___ DATASET CONTENT

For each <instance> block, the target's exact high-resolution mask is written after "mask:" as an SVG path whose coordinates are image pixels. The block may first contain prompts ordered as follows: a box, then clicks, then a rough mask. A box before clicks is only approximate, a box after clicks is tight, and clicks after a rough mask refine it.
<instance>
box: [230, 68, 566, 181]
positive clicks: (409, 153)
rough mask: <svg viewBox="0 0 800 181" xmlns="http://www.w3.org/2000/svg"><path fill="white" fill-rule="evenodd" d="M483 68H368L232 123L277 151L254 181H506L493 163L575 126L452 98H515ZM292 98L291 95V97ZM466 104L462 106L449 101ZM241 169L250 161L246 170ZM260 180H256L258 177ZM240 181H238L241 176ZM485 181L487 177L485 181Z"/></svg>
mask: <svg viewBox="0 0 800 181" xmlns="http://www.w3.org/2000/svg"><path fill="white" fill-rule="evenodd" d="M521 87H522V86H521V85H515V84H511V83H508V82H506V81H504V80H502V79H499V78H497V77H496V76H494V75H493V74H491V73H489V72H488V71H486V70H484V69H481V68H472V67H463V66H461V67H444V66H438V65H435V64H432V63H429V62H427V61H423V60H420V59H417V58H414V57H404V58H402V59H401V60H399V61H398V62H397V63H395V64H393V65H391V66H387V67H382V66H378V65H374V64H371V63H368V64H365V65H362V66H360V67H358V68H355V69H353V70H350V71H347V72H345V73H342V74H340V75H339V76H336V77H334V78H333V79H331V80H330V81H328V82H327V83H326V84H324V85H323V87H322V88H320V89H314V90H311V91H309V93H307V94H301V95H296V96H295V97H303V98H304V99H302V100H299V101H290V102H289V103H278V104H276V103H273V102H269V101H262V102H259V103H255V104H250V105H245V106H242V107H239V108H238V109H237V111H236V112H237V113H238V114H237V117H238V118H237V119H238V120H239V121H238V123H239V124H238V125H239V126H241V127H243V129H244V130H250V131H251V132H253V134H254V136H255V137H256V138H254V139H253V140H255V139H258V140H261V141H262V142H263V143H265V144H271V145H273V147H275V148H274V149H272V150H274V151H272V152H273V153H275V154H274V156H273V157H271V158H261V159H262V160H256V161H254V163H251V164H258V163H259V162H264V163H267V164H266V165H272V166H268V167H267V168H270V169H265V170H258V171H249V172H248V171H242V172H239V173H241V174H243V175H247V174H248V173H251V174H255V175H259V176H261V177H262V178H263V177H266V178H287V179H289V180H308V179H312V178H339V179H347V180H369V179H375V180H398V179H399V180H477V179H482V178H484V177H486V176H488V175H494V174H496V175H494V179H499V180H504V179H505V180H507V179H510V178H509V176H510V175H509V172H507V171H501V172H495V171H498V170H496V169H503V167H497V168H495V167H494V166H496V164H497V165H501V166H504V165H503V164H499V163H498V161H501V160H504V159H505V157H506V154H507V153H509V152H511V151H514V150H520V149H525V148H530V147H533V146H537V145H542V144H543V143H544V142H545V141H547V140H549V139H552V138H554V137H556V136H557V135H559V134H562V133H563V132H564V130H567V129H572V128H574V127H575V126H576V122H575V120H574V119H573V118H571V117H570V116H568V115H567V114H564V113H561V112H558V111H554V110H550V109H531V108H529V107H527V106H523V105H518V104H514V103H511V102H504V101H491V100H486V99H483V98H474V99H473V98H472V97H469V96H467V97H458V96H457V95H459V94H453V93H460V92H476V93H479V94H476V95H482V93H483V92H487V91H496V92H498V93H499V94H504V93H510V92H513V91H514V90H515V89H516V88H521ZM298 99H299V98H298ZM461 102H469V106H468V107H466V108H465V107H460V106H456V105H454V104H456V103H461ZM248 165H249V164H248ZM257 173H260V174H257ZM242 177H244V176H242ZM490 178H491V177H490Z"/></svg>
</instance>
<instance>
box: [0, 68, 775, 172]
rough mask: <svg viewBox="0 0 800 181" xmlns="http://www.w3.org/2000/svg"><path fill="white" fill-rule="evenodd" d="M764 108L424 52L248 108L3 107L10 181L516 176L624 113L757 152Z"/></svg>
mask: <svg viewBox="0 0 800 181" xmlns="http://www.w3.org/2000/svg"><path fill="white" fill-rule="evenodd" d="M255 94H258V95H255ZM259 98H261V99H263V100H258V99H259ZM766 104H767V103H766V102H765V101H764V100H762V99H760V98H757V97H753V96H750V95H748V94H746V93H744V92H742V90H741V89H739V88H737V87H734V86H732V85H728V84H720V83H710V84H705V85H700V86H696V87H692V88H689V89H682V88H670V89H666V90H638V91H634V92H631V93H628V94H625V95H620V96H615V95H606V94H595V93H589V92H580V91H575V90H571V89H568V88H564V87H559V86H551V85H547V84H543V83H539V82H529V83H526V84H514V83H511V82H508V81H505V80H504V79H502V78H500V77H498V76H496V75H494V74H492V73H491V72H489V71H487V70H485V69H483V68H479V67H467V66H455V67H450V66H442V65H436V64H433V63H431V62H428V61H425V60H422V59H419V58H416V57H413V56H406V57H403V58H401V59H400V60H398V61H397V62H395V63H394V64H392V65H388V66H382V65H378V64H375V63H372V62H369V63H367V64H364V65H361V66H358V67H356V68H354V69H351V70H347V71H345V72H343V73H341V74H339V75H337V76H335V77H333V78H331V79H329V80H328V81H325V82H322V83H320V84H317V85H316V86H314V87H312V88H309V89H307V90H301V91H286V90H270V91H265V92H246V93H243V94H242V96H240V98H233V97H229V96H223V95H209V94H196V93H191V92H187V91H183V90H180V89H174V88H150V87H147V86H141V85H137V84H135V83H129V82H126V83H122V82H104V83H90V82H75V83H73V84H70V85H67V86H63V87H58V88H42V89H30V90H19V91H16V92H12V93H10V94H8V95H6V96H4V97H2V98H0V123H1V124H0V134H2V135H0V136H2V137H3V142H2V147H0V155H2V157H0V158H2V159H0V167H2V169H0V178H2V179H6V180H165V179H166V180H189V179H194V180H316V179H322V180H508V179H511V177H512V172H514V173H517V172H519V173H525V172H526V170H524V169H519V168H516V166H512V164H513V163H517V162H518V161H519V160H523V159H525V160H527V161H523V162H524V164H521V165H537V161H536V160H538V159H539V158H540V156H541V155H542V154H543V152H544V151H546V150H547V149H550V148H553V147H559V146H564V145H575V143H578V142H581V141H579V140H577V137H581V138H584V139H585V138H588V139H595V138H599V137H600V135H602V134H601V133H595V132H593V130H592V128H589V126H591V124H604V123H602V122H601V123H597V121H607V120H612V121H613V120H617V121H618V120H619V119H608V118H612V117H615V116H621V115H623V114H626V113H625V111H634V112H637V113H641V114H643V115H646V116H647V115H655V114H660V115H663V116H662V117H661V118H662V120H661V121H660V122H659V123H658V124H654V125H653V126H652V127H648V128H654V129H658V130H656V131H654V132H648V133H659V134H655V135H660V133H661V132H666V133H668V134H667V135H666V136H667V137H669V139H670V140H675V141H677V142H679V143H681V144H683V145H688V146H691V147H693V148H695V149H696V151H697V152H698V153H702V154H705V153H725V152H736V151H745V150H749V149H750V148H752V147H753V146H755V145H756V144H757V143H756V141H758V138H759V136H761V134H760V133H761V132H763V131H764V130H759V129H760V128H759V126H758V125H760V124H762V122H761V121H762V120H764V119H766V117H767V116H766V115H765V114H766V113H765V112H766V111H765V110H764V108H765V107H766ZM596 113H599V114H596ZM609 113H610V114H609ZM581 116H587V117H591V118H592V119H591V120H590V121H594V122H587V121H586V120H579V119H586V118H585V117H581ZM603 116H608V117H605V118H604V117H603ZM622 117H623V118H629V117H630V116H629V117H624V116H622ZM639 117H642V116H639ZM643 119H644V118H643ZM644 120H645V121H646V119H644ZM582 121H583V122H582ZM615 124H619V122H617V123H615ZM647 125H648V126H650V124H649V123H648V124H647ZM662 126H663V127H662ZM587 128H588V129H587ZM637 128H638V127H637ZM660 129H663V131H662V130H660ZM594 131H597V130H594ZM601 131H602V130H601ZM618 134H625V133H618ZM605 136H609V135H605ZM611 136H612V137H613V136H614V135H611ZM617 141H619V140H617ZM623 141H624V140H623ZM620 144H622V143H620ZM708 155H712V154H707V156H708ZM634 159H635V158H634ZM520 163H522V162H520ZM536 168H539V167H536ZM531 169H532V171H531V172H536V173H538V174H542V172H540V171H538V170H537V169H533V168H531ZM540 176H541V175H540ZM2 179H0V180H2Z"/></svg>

______

### PROBLEM TO WORK ON
Taking the records above as a whole, work out how many of their lines hold the word "clicks". The reply should be that number alone.

### WORKED SOLUTION
2